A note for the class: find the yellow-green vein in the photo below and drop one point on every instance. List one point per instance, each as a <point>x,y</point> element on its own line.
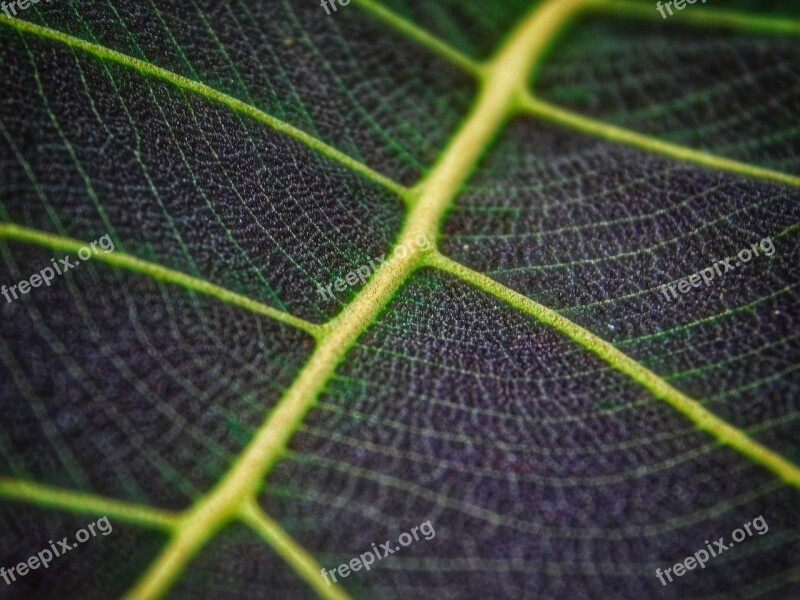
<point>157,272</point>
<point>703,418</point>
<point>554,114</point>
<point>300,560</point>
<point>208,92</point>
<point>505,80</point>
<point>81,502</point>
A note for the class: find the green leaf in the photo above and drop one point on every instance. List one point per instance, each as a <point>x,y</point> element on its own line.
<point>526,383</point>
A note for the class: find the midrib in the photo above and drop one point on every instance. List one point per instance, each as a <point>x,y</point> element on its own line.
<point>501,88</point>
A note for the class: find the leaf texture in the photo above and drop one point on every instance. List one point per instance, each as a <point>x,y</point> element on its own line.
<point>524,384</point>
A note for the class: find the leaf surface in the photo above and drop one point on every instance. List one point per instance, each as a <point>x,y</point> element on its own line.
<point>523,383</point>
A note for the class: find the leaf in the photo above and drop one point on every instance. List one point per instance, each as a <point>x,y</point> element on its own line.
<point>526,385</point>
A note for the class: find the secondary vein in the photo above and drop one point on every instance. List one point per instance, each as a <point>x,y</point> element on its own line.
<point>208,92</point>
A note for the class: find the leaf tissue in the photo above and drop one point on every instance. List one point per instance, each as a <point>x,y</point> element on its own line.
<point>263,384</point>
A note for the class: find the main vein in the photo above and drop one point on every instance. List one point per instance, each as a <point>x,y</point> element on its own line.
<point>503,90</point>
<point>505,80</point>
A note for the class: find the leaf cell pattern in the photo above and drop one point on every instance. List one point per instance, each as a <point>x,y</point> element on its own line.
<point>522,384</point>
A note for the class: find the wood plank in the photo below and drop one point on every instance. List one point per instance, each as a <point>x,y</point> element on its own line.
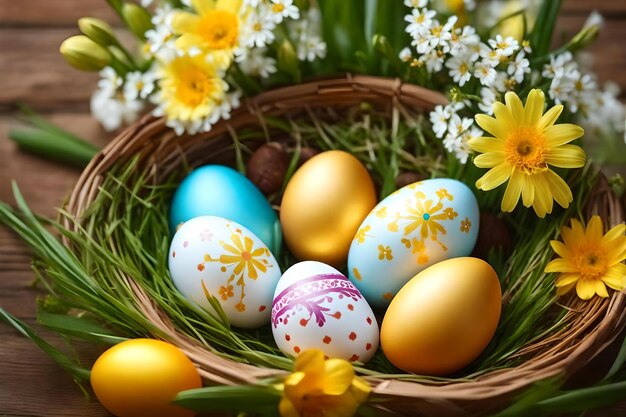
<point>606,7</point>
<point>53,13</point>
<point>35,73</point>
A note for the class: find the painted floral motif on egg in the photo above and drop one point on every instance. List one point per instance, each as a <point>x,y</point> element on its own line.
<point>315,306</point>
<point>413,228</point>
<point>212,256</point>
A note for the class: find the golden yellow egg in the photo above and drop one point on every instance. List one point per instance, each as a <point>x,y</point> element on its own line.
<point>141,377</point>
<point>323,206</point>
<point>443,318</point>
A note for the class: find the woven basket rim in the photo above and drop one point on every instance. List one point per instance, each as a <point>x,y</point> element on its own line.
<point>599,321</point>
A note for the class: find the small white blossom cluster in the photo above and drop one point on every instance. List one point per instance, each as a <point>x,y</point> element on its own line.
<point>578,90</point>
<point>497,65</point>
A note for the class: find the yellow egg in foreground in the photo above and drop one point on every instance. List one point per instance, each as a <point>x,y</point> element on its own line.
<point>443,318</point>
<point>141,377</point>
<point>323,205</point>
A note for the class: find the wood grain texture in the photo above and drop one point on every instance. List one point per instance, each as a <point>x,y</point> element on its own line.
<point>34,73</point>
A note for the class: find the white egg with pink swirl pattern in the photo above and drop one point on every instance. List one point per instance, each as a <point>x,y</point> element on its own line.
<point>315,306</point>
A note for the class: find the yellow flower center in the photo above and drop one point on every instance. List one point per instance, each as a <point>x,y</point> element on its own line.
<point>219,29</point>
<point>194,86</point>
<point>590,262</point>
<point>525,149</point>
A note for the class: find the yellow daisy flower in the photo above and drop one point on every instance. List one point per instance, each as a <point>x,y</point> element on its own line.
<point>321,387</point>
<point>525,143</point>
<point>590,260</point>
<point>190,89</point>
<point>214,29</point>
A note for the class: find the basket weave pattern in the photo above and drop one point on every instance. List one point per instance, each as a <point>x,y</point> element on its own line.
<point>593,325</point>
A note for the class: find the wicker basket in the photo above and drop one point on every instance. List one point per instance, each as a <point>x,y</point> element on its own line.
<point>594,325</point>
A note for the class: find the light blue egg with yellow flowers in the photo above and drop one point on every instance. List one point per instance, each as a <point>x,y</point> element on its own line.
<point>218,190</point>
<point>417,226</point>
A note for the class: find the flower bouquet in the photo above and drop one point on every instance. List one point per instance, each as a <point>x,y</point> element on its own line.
****
Arrange the data from its first line up to and including the line with "<point>524,384</point>" as a Markdown table with the columns Row and Data line. Give each line its own numbered row, skip blank lines, and leave out the pictures.

* RESPONSE TO THE EXERCISE
| Row | Data line |
|---|---|
| 1 | A note for the class: find the yellow-green vein in the photo below and drop one point on every instance. List one point per instance, each as a <point>x,y</point> element on its own line. |
| 2 | <point>157,272</point> |
| 3 | <point>703,418</point> |
| 4 | <point>554,114</point> |
| 5 | <point>300,560</point> |
| 6 | <point>208,92</point> |
| 7 | <point>505,80</point> |
| 8 | <point>81,502</point> |
| 9 | A note for the class: find the green leaf in the photo above and drop one point on every instance. List one point per instance, each as a <point>x,y</point> element on its own line. |
| 10 | <point>526,383</point> |
| 11 | A note for the class: find the midrib in the photo above and drop one point on every instance. List one point per instance, each as a <point>x,y</point> element on its own line. |
| 12 | <point>501,88</point> |
| 13 | A note for the class: find the leaf texture in the photo above and drop one point on every instance. List one point per instance, each as a <point>x,y</point> element on its own line. |
| 14 | <point>524,384</point> |